> [WHAT IS REQUIRED] Quote all entries in full, exactly.

Start of EXTRACTED RECORDS

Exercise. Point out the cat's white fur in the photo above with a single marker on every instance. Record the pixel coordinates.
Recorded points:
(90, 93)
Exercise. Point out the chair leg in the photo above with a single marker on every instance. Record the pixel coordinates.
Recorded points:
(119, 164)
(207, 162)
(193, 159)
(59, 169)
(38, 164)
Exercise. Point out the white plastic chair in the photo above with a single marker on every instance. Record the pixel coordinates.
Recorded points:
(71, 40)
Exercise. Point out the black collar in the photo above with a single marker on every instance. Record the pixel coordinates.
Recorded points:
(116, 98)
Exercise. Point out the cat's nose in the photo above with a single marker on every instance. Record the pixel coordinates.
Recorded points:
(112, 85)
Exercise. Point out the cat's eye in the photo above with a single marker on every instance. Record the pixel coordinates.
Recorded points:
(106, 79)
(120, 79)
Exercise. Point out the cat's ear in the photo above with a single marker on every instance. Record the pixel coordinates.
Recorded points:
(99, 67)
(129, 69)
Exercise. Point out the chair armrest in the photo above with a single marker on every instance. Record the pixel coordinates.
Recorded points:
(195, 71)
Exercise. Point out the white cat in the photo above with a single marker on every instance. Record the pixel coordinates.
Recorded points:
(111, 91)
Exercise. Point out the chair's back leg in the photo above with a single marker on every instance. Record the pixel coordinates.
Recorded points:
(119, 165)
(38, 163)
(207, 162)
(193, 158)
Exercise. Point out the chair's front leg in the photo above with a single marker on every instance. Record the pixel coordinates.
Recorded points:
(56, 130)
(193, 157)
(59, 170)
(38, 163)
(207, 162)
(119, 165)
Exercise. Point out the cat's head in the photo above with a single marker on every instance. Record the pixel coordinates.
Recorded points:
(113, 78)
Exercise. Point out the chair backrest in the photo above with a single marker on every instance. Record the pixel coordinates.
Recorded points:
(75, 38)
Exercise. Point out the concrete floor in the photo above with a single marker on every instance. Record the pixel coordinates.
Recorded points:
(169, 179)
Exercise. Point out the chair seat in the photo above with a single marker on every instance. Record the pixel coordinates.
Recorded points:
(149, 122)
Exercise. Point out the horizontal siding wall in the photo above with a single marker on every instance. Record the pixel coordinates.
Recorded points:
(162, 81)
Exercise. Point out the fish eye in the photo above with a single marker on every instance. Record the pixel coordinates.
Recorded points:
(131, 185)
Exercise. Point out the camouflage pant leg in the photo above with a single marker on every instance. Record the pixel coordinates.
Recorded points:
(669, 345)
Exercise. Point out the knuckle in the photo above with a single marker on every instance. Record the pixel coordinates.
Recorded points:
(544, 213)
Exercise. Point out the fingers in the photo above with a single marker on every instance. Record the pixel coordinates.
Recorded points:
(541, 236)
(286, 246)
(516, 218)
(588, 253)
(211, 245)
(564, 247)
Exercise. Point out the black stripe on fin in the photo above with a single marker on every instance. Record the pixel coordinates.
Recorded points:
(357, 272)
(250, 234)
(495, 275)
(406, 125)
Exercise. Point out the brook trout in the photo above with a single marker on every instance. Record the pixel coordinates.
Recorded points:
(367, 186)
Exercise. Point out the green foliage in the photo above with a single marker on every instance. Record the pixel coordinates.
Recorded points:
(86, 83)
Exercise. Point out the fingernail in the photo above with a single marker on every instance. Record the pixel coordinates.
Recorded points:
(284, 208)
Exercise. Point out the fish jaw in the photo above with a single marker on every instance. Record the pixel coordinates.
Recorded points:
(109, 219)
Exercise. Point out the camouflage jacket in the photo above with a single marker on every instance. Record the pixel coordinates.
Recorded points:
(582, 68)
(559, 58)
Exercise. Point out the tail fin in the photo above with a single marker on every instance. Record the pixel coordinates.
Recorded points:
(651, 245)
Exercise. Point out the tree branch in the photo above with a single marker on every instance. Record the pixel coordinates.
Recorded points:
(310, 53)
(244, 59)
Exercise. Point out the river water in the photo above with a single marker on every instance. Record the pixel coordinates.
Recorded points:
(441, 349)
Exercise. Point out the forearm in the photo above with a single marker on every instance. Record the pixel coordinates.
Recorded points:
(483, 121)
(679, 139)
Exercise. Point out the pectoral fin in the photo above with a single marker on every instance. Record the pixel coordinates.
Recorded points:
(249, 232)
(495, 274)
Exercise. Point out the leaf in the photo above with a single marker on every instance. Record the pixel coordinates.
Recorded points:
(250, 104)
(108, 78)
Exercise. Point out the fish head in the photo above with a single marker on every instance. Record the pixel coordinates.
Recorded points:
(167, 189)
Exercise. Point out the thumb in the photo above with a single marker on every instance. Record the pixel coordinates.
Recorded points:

End of EXTRACTED RECORDS

> [THE ANSWER]
Exercise. Point out the cat's white fur in the photo above with a single marker on every instance. Record the pixel coordinates.
Recorded points:
(90, 93)
Exercise. Point out the chair leg in the photo above with a single marker on every instance. Record the pixel coordinates.
Recorded points:
(119, 164)
(207, 162)
(193, 159)
(59, 169)
(38, 164)
Exercise. Point out the white plastic chair in the photo above with a single marker on every instance. Record the pixel coordinates.
Recorded points:
(71, 40)
Exercise. Point out the black collar in the photo above with a single marker on every instance. Record the pixel coordinates.
Recorded points:
(116, 98)
Exercise. Point out the cat's nose in the photo above with a single marker on every instance. Record the pixel coordinates.
Recorded points:
(112, 85)
Exercise. Point out the cat's eye in the photo above with a single marker on every instance. Record the pixel coordinates.
Recorded points:
(106, 79)
(120, 79)
Exercise. Point out the cat's ear in the photo above with a single marker on every instance. Record the pixel coordinates.
Recorded points:
(99, 67)
(129, 69)
Exercise. Point out the chair armrest in the photo above with a single marker on every instance. Record the pixel coordinates.
Recorded points:
(195, 71)
Exercise. Point out the white cat in the photo above with a single marker on every instance. Record the pixel coordinates.
Recorded points:
(111, 91)
Exercise. Point out the chair's back leg in the photo above with a single marker on every instance. Record the pixel coordinates.
Recorded points:
(119, 165)
(38, 163)
(207, 162)
(193, 158)
Exercise. Point out the chair's front leg in the photo above with a single marker on every instance. Record the pixel coordinates.
Recorded points:
(56, 130)
(193, 157)
(59, 170)
(38, 163)
(207, 162)
(119, 165)
Exercise. Point out the cat's head in the photo above with a single marker on every instance. Record the pixel coordinates.
Recorded points:
(113, 78)
Exercise. Point out the chair backrest in the photo above with a single marker on every instance. Record the pixel coordinates.
Recorded points:
(75, 38)
Exercise. Point out the concrete floor in the photo above with a single marker on every instance. Record the pixel coordinates.
Recorded points:
(169, 179)
Exercise. Point out the chair seat in the photo above with a single marker on every instance. Record the pixel coordinates.
Recorded points:
(149, 122)
Exercise. Point out the horizontal siding wall in the photo above with a single marker on every instance. Record the pixel coordinates.
Recorded points:
(162, 81)
Exercise. Point out the fish eye in the photo above with a single marker on every instance. Record the pixel coordinates.
Recorded points:
(131, 185)
Exercise. Point out the camouflage pant leg in the photo above with a single marker on every instance. Record the pixel coordinates.
Recorded points:
(669, 345)
Exercise. Point out the knuckle in the photo above with a single marker on every instance. Record the pixel coordinates.
Recorded points:
(544, 213)
Exercise. Point out the fingers in the photo above with a single marker on every instance. Record the pixel coordinates.
Recorded points:
(541, 236)
(286, 246)
(516, 218)
(588, 253)
(211, 245)
(564, 247)
Exercise. Point out the black stripe on fin in the photo above with a single marker on every instance. Record the pixel coordinates.
Recorded points:
(357, 272)
(250, 234)
(495, 275)
(406, 125)
Exercise. Point out the brook trout in the photo above with a single marker on every instance. Record the pixel coordinates.
Recorded points:
(367, 186)
Exercise. Point out the green foliage in the photo above with a single marker on every instance. Record the pixel coordinates.
Recorded points:
(86, 83)
Exercise. Point out the fingernail in the photo above with a single marker on every instance. Record the pixel coordinates.
Recorded points:
(284, 208)
Exercise. Point out the fish jaw in the photo above with a single marker on every instance. Record the pixel coordinates.
Recorded points:
(109, 219)
Exercise. Point out the camouflage jacket in the photo above with a single marker on every instance. Record the pixel coordinates.
Recorded points:
(582, 68)
(559, 58)
Exercise. Point out the tail fin in the photo above with a single marker on every instance. Record the pixel coordinates.
Recorded points:
(651, 245)
Exercise. Point out the tree branch in the photo above with a single marker on every instance. Record the pixel coordinates.
Recorded points:
(310, 53)
(244, 59)
Exercise. Point out the river water in the photo above with a single marker on every instance. Record the pixel coordinates.
Recorded points:
(441, 349)
Exercise. Point out the forearm in the photo above with a single marker on every instance. Record the pixel coordinates.
Recorded points:
(483, 121)
(679, 139)
Exercise. Point out the pectoral fin in the photo above with a single marker on every instance. Record the pixel coordinates.
Recorded points:
(249, 232)
(495, 274)
Exercise. Point out the leaf in the photo above with a single marker on every instance. Record the pixel coordinates.
Recorded points:
(250, 104)
(108, 78)
Exercise. Point out the fish head in the photo above with a single marker on every instance. Record the pixel coordinates.
Recorded points:
(167, 189)
Exercise. Point out the thumb in the photo above with a single marker on every instance. Record the pixel coordinates.
Recorded points:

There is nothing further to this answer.